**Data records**
· · · · · · ·
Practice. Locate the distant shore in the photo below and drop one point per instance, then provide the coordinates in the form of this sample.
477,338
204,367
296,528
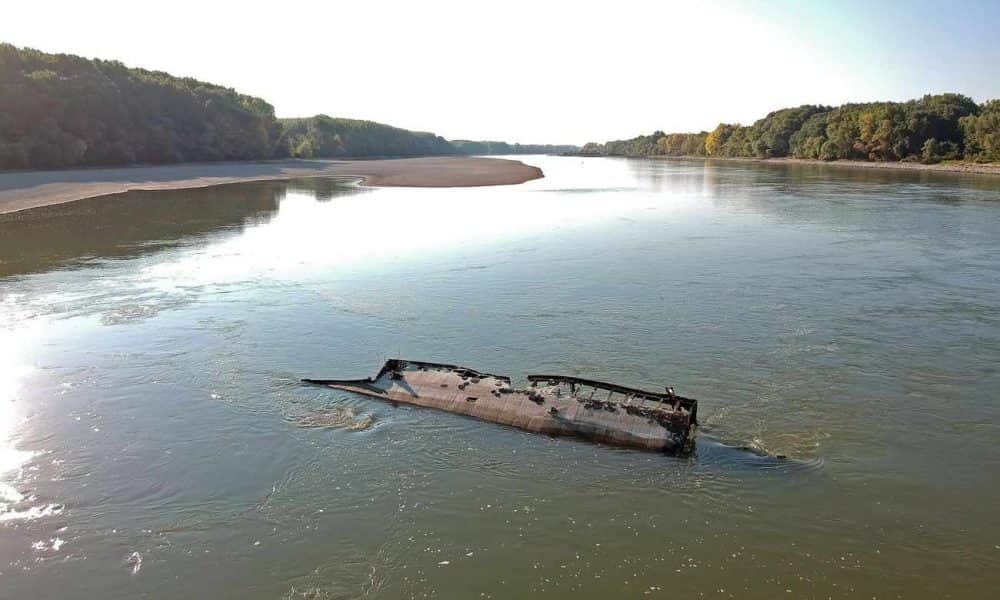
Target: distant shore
944,167
24,190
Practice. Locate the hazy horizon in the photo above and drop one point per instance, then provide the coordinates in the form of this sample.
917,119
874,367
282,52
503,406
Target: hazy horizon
553,73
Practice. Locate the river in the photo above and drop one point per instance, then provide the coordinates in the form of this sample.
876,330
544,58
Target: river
155,441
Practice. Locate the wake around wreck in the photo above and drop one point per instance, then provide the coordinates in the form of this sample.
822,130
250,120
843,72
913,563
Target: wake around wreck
551,404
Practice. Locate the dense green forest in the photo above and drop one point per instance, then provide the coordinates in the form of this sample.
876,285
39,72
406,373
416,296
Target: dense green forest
59,110
929,130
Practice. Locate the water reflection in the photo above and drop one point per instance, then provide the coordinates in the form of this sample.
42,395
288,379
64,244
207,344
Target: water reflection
138,222
849,324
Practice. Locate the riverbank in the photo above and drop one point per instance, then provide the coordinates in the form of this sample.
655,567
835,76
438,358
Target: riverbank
24,190
944,167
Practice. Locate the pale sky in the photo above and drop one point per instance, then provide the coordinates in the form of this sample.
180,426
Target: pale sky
543,71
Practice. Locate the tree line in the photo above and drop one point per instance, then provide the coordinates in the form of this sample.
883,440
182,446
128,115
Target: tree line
929,130
59,110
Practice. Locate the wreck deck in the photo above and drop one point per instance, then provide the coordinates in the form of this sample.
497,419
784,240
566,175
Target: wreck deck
553,404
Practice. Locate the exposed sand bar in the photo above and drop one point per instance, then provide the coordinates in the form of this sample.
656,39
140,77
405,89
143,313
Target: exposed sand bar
23,190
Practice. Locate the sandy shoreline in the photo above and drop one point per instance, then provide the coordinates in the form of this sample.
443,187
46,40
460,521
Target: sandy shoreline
24,190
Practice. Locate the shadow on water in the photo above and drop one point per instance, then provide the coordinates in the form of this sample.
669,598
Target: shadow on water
139,222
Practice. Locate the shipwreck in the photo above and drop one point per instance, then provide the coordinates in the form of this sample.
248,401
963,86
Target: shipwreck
556,405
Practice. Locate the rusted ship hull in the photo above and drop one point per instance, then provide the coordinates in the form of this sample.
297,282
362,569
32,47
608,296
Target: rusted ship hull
551,404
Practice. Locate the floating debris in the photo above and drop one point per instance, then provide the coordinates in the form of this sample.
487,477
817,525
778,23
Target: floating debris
135,561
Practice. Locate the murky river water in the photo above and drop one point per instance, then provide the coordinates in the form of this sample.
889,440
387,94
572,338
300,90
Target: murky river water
154,440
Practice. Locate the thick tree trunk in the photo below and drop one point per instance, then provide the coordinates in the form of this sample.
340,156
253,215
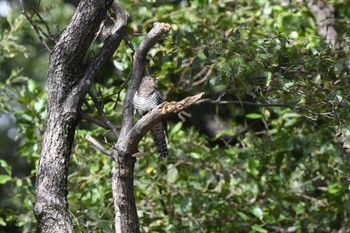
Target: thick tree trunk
51,206
68,82
126,219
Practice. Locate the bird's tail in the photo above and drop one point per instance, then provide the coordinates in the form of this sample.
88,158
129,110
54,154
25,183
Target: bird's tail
159,139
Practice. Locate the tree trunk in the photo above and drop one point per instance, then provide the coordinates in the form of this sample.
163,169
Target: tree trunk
126,219
68,83
51,206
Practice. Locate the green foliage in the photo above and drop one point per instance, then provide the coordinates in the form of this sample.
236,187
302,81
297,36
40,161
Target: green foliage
270,169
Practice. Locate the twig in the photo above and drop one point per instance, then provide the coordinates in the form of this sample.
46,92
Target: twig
98,146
· · · · · · ·
**Work instruction**
Set down the data above exactly as written. Omit the pictures.

**Result**
Practice. Locate the distant shore in the photo below and drop one point per instance, then provide the coordinates in the form of this sample.
477,338
204,367
296,528
Target: distant shore
944,167
24,190
Practice. Locate the hazy horizon in the photo above and drop one point per instance, then provide the coordinates in the form of this sample.
917,119
874,367
282,52
503,406
Target: hazy horizon
553,73
Practice. Locate the river in the photo above and drop one point per instance, then provide the coordinates in the form of this sample.
876,330
544,58
Target: river
155,441
Practice. Locate the wake around wreck in the photo above and drop one point per instance, then provide the coordinates in the form of this sample.
822,130
250,120
843,72
913,563
Target: wake around wreck
551,404
Practice. Locate the dense green forest in the photo above and drop one point per instance, then provide the coordinates in the form of this sample.
876,285
39,72
406,373
416,296
Target: dense green forest
59,110
929,130
Practice. Locate the water reflection in the photo above and drop one point per instance, then provide the coordinates in the form of this sample.
42,395
288,379
64,244
207,344
Target: water reflection
138,222
849,324
Practice. Locate the riverbank in the photo above and drop one point per instance, then provide the coordinates in the form of this sample.
655,567
835,76
438,358
Target: riverbank
24,190
944,167
Practice. Locate the pale sky in the photo above and drop one point per instance, then provide the coordinates in the form of this sample.
180,426
Target: pale sky
543,71
Practice. Locate the tree line in the photo above and drop one point per instance, then provide the coordinates in the form of this sample.
883,440
182,446
128,115
Target: tree line
929,130
59,110
Practice. Locate the wreck deck in the photo above and drop one point per instance, then provide the coordinates in the form of this sample.
497,419
784,240
566,175
Target: wreck deck
553,404
Practice. Locate the exposed sand bar in the photo above and drop one point per instance, then provide the coordinates in the form of this sample.
656,39
140,77
405,89
143,313
Target: exposed sand bar
23,190
Practice. Locate the sandy shoreline in the photo above and drop one point per instance, then provide the coordinates in the form of this sample.
443,187
46,40
460,521
Target: sandy shoreline
24,190
Practice. Locate the shadow on water in the photo above and drop one point per instance, then provide the coordinates in the form of this sample.
669,598
Target: shadow on water
139,222
Practice. Locate the shipwreck in the photo above and drop one point per instance, then provide the coordinates in the form of this sample.
248,401
963,86
Target: shipwreck
556,405
Practice. Locate the rusted ship hull in the photo above and drop one point per instance, then provide the coordinates in the form of this sample.
297,282
362,569
32,47
608,296
Target: rusted ship hull
551,404
Practice. Locate the floating debris in the photo above and drop one point per instance, then provide the coordinates in the form of this sample.
487,477
817,525
778,23
Target: floating debris
135,561
Practice. Locate the murky river water in the photo above and drop one point per instance, then provide the coordinates in the form of this sample.
889,440
387,94
572,338
300,90
Target: murky river water
154,440
Practice. Locate the thick tree trunk in the photo below and drop one point per instance, then provide the coordinates in the form of this sample.
340,156
253,215
Target: thick tree trunk
51,206
68,82
126,219
Practice. Locate the bird's tail in the photo above and drop one point per instance, then provide the coordinates in the form of this sample.
88,158
129,110
54,154
25,183
Target: bird's tail
159,139
Practice. Locate the tree trunk in the photo above and drop one point per instance, then provide the coordinates in the form of this sample.
163,169
Target: tree trunk
126,219
68,83
51,206
Practice. Locate the green foliage in the photo above and drop one point per instance, then provide the coordinates in the form of this sample.
236,187
302,81
297,36
40,161
Target: green foliage
270,169
Practice. Locate the twig in the photo above and drop one point per instance, then provide the coordinates in the form of this sample.
46,92
Target: twig
98,146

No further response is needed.